▶ _GIVEN DATA_
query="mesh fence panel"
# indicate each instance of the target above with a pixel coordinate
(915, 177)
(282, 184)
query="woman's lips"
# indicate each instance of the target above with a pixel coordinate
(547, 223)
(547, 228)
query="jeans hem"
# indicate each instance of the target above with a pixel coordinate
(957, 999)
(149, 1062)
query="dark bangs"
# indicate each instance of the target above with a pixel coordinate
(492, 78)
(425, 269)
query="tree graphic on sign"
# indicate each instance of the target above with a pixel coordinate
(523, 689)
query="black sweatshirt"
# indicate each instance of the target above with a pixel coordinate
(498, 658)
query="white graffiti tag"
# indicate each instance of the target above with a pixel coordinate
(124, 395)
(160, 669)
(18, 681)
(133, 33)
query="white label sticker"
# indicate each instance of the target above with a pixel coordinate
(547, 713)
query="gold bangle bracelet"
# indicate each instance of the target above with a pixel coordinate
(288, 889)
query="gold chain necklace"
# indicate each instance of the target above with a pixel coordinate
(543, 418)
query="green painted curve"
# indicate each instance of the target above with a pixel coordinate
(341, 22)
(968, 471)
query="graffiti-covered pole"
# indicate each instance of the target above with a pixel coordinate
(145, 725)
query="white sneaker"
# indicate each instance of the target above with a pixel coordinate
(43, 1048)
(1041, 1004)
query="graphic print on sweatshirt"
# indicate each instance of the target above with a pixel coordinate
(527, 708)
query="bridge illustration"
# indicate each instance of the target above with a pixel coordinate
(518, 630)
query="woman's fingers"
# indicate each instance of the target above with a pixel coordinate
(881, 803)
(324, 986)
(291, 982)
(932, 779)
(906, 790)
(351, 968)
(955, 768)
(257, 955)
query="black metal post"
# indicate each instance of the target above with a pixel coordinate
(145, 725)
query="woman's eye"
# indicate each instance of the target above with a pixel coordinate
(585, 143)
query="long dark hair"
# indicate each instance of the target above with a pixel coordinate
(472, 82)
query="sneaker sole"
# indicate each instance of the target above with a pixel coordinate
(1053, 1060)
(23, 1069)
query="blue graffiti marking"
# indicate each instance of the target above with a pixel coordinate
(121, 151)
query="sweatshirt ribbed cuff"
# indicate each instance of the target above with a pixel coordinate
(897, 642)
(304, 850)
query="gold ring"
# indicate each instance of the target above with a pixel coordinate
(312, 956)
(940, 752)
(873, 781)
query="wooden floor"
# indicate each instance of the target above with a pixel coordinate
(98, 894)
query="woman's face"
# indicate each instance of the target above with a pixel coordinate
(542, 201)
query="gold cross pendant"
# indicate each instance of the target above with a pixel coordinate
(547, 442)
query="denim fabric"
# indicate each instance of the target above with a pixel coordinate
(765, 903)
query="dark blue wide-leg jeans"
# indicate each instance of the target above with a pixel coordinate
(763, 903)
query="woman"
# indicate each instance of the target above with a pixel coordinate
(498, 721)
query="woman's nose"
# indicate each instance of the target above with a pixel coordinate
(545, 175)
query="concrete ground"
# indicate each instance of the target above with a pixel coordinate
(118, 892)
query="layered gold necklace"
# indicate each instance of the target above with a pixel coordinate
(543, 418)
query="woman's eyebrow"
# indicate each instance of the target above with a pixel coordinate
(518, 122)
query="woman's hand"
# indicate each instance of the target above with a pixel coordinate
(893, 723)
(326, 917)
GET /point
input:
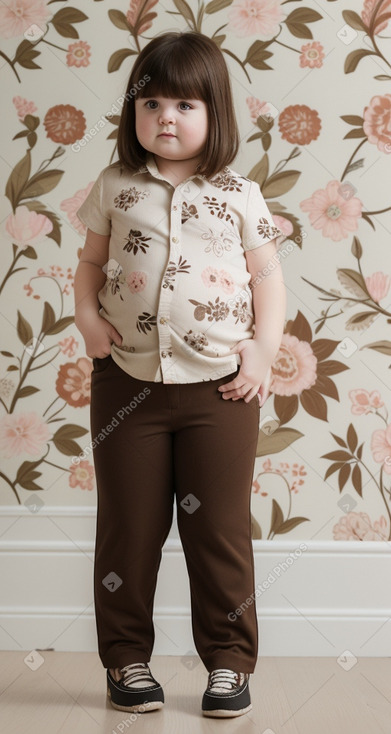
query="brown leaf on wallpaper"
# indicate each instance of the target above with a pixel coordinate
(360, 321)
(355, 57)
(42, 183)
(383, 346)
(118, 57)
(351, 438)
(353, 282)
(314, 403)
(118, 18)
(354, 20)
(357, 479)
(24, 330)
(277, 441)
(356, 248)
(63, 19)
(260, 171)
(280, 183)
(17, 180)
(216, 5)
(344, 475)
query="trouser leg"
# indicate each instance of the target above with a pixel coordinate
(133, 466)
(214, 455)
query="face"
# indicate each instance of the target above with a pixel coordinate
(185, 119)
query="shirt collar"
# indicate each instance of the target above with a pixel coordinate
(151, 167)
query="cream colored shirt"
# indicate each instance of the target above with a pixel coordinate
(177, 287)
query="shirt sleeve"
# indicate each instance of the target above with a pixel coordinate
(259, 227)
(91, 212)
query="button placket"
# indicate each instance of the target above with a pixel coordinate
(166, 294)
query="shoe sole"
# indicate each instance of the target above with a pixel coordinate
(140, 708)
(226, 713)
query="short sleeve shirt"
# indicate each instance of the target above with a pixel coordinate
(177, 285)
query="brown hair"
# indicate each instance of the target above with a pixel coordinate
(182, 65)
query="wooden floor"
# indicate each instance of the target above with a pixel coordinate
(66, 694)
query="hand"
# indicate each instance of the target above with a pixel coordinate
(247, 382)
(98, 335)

▶ _TO BE DONE_
Give the material again exactly as it is, but keep the pictures out.

▶ _TASK OUTPUT_
query="mesh fence panel"
# indicate each instance of the target above with a pixel coordinate
(915, 177)
(282, 184)
query="woman's lips"
# indicate each instance of the target above with a pixel coordinate
(547, 223)
(547, 228)
query="jeans hem"
# indicate each instance of the target above with a pixel coordinate
(957, 999)
(149, 1062)
query="dark bangs"
# indicate each instance of the target above with a pixel coordinate
(492, 78)
(425, 269)
query="tree graphic on sign"
# indicate each instance of the target above with a pixel coordinate
(523, 689)
query="black sweatshirt"
# indicate each instance of the target above with a pixel coordinate
(498, 658)
query="white graffiti tag"
# indicate each instance of the target above with a pixel coordinate
(124, 395)
(160, 669)
(18, 681)
(133, 33)
query="white label sticker"
# indicate each instance of the target above with a pixel coordinate
(547, 713)
query="gold bangle bracelet"
# indicate each instance of the target above with a pixel coordinate
(288, 889)
query="gold chain necklace"
# indicate each instance of the target above with a pixel coordinate
(543, 418)
query="green painted curve"
# indicate each instance of the target above with a pixel coordinate
(341, 22)
(968, 471)
query="graffiti-covered pole"
# indicate each instance of the target above with a pixel coordinate
(145, 725)
query="white sneaker"
# indicate each instance of the target above with a pixel coordinate
(43, 1048)
(1041, 1004)
query="graphic print on sweatshirt"
# indicate each instance of the target above with a pixel coordinate
(527, 708)
query="bridge illustration"
# indicate each instance of the target above with a pixel coordinate
(518, 630)
query="woman's fingers"
# indicate each instance of the target above with a pixel coordinate
(881, 803)
(324, 986)
(291, 982)
(932, 779)
(906, 790)
(351, 968)
(955, 768)
(257, 955)
query="black metal post"
# indicate each instance of the target above with a pixel coordinate
(145, 725)
query="woman's eye"
# indicate each instance of the target above with a pixel coordinate
(585, 143)
query="long dark hair"
# indicate each instance of the target above with a pixel coordinate
(472, 82)
query="sneaker sole"
# indicate each instance of the target above with a pixel coordinate
(1053, 1060)
(23, 1069)
query="blue graffiti marking"
# indicate each instance of the target above with a pixel coordinate
(121, 151)
query="sweatshirt ribbed cuff"
# indicate each instance of the target above with a pixel coordinate
(897, 642)
(304, 850)
query="gold ring"
# indicate each instance of the target above with a pixel coordinate
(312, 956)
(940, 752)
(873, 781)
query="wooden floor"
# indicate each instance of the target above with a pixel coordinate
(98, 894)
query="woman's face"
# indicate each instance of the target above with a pixel coordinate
(542, 201)
query="gold cross pendant"
# indicate each instance of the target above with a pixel coordinate
(547, 442)
query="denim fabric"
# indicate each instance of the target above with a pixel coordinate
(765, 903)
query="dark blue wide-leg jeans"
# indicate each instance of the target above with a pixel coordinate
(763, 903)
query="woman"
# indicate each instance of the target above with a pixel coordinate
(498, 721)
query="woman's nose"
# indicate each instance of the target above with a pixel coordinate
(545, 175)
query="concrete ground"
# indicate each instance of the target above with a pixel coordinate
(118, 892)
query="layered gold necklace"
# indicate each instance of the target above with a pixel coordinate
(543, 418)
query="woman's eyebrow"
# indicate each instance of the target above with a pixel coordinate
(518, 122)
query="woman's hand"
# indicate each instance of the target above with a pixel coordinate
(893, 723)
(326, 917)
GET /point
input:
query="brown leaf on wallpaper"
# indicate each instance of the target above with a pixel coordinate
(360, 321)
(355, 57)
(42, 183)
(383, 346)
(118, 57)
(351, 438)
(353, 282)
(314, 403)
(118, 18)
(354, 20)
(357, 479)
(24, 330)
(277, 441)
(356, 248)
(63, 19)
(260, 171)
(280, 183)
(17, 180)
(216, 5)
(344, 475)
query="trouser leg"
# indicate each instance of the target above with a pixel coordinate
(133, 466)
(214, 455)
query="face"
# indicate each instance of the target above with a pixel coordinate
(185, 119)
query="shirt collar"
# indicate each instance of the target above with a pixel coordinate
(151, 167)
query="cream colored shirt"
# indicate each instance of the target above with a pixel coordinate
(177, 287)
query="shirt sleeve"
# indicate each instance of the target above with a pixel coordinate
(259, 227)
(91, 212)
query="button placket"
# indicate each instance of the target above with a pixel coordinate
(166, 294)
query="shoe sole"
# indicate each instance of the target above with a pixel coordinate
(140, 708)
(226, 713)
query="short sleeve shirt"
# indicate each instance of the target above with a pixel coordinate
(177, 285)
query="brown hair"
# indicate each instance of the target above with a pixel coordinate
(182, 65)
query="wooden floor"
# indicate each instance of the target above with a pixel coordinate
(66, 694)
query="hand"
# indicate each instance of the target above with a pixel coordinate
(247, 382)
(98, 335)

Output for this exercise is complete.